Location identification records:
## START

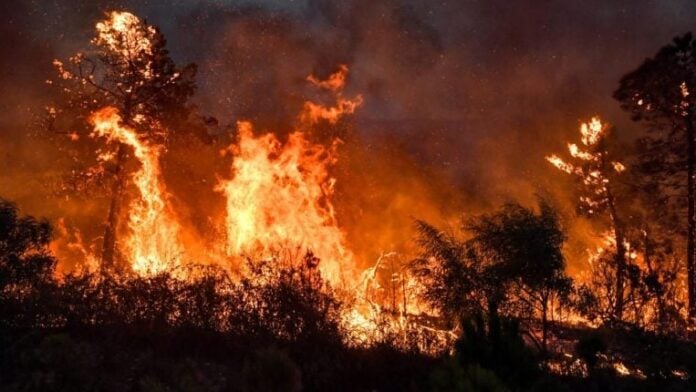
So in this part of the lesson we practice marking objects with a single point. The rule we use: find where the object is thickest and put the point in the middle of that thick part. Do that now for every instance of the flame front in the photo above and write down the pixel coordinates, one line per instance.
(279, 199)
(152, 244)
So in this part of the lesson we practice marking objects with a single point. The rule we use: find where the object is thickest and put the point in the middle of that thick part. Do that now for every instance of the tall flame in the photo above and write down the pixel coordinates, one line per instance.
(152, 244)
(279, 198)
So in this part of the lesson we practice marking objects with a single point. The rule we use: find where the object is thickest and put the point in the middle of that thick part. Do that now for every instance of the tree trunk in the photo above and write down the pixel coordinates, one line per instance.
(109, 244)
(691, 223)
(620, 256)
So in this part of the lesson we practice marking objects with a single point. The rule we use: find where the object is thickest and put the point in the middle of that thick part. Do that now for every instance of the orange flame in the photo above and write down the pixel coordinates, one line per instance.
(152, 245)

## END

What is required: Could you give every line of the records above as a JSON list of strings, one string per line, with blank lines and the pictures left out?

Task response:
[
  "So in this part of the lesson we practice marking objects with a single point. The rule we use: find where the object is thickest and put the point in the middle of that thick part. Do that now for every instance of the flame front in the photo above and write down the pixel coordinates, one line per instance.",
  "(279, 199)",
  "(152, 244)",
  "So in this part of the lesson we practice marking objects with a single point. The rule we use: find where the object is thickest and put the point in the middle of that thick part. Do that now for every instance of the tall flame in the photo above and write down the pixel coordinates, one line per instance.",
  "(152, 244)",
  "(279, 198)",
  "So in this part of the lesson we practice marking objects with a single point. The rule we use: find where the object is thickest and put the point in the middle of that thick part. Do that now for every instance of the tree trunk in the photo above and write down the pixel coordinates, one line per instance.",
  "(109, 244)",
  "(691, 223)",
  "(620, 256)",
  "So in this part of the lesson we practice marking objects with a single point. The rule we use: find where the object is thickest and put the point in the middle of that thick part. Do that now for every instance of the orange flame in the photo above and write down the pixel coordinates, one line per instance.",
  "(152, 245)"
]